>> start

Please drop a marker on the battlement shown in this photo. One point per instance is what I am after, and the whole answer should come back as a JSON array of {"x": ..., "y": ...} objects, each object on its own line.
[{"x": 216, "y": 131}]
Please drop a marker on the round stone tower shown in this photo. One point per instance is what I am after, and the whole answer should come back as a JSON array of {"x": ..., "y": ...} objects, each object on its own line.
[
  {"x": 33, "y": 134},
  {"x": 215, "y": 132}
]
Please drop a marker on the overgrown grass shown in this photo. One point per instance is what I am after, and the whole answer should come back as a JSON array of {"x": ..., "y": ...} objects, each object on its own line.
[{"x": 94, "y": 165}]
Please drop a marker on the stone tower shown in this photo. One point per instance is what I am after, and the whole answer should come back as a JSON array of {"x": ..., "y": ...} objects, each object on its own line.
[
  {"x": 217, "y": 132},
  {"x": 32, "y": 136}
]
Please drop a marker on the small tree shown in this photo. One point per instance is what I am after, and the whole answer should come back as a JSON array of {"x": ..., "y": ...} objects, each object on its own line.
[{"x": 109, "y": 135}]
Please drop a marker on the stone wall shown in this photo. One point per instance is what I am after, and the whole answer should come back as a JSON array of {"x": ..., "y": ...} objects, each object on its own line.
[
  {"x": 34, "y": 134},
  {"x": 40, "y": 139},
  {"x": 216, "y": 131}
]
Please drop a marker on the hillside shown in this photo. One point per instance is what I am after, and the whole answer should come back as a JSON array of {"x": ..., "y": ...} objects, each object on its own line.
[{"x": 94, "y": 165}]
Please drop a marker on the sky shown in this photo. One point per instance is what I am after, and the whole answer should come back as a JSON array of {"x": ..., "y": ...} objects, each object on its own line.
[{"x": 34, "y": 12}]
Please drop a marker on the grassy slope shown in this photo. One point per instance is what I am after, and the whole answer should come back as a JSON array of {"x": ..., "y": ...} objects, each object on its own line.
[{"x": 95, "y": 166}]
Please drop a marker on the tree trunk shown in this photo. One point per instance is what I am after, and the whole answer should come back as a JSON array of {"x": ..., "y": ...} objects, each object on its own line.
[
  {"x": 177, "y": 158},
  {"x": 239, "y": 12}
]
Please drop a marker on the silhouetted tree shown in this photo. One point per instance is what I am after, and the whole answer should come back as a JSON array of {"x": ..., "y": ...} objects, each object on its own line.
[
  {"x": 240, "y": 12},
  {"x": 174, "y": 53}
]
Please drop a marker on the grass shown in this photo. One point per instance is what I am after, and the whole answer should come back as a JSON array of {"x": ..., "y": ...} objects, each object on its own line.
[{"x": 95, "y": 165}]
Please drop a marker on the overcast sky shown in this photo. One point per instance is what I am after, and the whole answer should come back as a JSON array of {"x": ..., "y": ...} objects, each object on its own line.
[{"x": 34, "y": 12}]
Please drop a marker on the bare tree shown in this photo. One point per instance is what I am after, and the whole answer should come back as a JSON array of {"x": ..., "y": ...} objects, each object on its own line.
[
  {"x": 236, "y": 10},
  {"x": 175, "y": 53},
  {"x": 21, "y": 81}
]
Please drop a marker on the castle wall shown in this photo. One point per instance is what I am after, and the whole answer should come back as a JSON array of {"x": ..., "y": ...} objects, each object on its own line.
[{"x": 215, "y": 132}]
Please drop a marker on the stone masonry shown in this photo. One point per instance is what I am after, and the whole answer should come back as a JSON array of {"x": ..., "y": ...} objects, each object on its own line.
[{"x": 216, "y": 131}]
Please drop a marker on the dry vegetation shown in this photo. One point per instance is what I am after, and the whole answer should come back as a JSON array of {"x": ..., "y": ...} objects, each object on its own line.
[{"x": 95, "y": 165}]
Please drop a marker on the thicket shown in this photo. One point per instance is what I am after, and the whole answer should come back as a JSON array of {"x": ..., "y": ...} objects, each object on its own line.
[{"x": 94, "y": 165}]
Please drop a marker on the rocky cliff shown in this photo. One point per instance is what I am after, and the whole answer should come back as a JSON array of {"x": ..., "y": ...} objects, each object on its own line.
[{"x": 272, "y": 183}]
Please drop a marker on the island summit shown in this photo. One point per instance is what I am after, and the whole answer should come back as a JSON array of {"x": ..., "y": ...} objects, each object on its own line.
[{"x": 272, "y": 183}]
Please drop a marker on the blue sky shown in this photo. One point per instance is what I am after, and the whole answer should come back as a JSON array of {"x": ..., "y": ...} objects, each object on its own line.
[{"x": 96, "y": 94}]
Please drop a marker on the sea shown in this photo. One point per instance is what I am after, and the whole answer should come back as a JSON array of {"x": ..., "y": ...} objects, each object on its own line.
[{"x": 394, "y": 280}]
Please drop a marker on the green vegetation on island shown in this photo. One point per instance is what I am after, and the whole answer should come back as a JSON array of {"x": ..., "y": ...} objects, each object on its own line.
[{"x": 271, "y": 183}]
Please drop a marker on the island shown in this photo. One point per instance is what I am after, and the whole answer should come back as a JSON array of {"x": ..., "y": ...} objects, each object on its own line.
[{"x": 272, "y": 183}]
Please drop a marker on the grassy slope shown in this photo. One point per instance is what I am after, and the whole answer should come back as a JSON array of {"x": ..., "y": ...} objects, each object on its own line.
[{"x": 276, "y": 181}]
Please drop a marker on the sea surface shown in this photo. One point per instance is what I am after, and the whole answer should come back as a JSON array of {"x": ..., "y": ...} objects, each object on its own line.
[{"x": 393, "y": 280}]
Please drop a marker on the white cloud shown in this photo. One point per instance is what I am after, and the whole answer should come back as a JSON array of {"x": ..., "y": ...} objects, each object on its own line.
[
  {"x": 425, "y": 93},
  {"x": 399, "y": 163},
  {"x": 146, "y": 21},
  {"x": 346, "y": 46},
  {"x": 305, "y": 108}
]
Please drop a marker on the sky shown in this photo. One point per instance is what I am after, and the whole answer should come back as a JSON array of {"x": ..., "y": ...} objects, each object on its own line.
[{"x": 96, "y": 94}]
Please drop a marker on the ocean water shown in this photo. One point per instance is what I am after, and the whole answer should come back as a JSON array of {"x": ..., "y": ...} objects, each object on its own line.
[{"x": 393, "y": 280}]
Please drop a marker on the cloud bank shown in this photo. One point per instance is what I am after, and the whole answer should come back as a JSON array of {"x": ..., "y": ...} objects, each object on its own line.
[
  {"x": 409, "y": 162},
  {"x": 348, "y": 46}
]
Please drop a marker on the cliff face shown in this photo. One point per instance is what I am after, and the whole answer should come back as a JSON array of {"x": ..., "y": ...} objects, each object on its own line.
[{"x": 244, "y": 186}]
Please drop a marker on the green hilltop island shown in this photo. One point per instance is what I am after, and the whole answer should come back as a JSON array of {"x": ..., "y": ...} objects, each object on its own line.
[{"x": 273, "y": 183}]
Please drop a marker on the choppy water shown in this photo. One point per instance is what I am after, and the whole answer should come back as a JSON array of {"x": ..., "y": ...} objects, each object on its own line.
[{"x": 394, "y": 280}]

>> end

Transcribe, word for word, every line from the one containing "Please drop a marker on the cloud" through the final line of the entries, and nothing else.

Please drop a marker on the cloud bank shown in this photo. One point per instance is what I am after, and the whole answer should come back as a JSON array of {"x": ..., "y": ...} objects, each object on its own line.
[
  {"x": 409, "y": 162},
  {"x": 348, "y": 46}
]
Please drop a marker on the cliff face shown in this photo. One point per instance is what I am after, and the whole answer should come back as a JSON array of {"x": ..., "y": ...} objects, each object on its own line.
[{"x": 244, "y": 186}]
Please drop a marker on the green hilltop island shown in this photo. One point per instance is what I am after, and the whole answer should come back as a JSON array of {"x": ..., "y": ...} objects, each object on its own line.
[{"x": 273, "y": 183}]
Please drop a marker on the choppy water shown in this photo. One point per instance is what I am after, and the whole answer should come back as a JSON array of {"x": ..., "y": ...} objects, each object on its own line.
[{"x": 394, "y": 280}]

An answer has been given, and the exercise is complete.